**To do:** Output all of the entries beneath, exactly as written.

**Data for this task:**
>>>>

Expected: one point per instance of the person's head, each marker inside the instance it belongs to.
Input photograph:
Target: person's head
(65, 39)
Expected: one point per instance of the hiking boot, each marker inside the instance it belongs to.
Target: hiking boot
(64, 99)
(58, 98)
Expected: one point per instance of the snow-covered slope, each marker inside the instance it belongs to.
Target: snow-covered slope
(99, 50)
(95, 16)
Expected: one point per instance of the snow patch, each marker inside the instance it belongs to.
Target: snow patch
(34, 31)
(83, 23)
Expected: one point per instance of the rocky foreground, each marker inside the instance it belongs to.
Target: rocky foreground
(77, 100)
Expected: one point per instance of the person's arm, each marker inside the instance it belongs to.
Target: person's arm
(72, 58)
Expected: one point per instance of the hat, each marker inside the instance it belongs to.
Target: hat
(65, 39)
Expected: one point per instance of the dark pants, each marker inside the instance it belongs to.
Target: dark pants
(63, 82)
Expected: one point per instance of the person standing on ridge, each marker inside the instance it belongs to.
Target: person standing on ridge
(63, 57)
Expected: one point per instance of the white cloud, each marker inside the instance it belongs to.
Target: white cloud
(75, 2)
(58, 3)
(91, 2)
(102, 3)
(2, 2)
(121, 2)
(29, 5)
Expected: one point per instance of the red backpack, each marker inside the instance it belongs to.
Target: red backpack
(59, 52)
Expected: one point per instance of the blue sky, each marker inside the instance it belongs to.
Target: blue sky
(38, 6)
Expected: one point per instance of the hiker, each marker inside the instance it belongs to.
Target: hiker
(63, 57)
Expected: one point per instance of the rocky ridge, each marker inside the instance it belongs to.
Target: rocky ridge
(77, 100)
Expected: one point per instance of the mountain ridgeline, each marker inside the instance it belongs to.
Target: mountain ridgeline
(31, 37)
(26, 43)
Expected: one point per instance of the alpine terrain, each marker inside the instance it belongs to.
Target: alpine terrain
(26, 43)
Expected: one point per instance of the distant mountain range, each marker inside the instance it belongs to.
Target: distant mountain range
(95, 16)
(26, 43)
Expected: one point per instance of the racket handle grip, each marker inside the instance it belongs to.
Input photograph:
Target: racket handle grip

<<<<

**Answer to this task:**
Expected: one point per instance of the person's head, each marker inside the instance it belongs to.
Input photograph:
Target: person's head
(65, 39)
Expected: one point per instance of the hiking boot, each marker inside the instance it belongs to.
Target: hiking boot
(64, 99)
(58, 98)
Expected: one point per instance of the snow-covered slope, each marker inside the instance it belongs to.
Target: snow-covered slope
(99, 50)
(95, 16)
Expected: one point per instance of the snow patch, each marker inside the instance it belongs to.
Target: snow patch
(34, 31)
(83, 23)
Expected: one point per instance of the rocky foreground, each marker inside the instance it belongs to.
Target: rocky foreground
(77, 100)
Expected: one point per instance of the person's arm, each marker inside the instance it belongs to.
Target: person's arm
(72, 58)
Expected: one point per instance of the hat, each marker inside the instance it belongs to.
Target: hat
(65, 39)
Expected: one point per instance of the dark pants, each marker inside the instance it belongs to.
Target: dark pants
(63, 82)
Expected: one point per instance of the person standing on ridge, each marker inside the instance it belongs to.
Target: person standing on ridge
(63, 57)
Expected: one point per instance of the white cloud, each marker inside the instance it belongs to.
Target: white cloud
(75, 2)
(58, 3)
(91, 2)
(102, 3)
(2, 2)
(121, 2)
(29, 5)
Expected: one point per instance of the red backpack, each marker inside the instance it belongs to.
Target: red backpack
(59, 52)
Expected: one point per instance of the blue sky, each marker inside the instance it belongs to.
Target: blue sky
(38, 6)
Expected: one point per instance of the hiker, each marker inside the instance it belongs to.
Target: hiker
(63, 57)
Expected: one point per instance of the rocky ridge, each marker inside the instance it belongs to.
Target: rocky ridge
(77, 100)
Expected: one point per instance of the mountain ridgeline, each marker inside the instance it belongs to.
Target: mountain ridgeline
(31, 37)
(26, 43)
Expected: one point per instance of the alpine terrain, each marker inside the instance it belongs to.
Target: alpine terrain
(26, 43)
Expected: one point per instance of the distant mountain range, each marker inside the instance it belongs to.
Target: distant mountain range
(95, 16)
(26, 43)
Expected: one point per instance of the racket handle grip, each marker inside the instance it belongs to.
Input photograph:
Target: racket handle grip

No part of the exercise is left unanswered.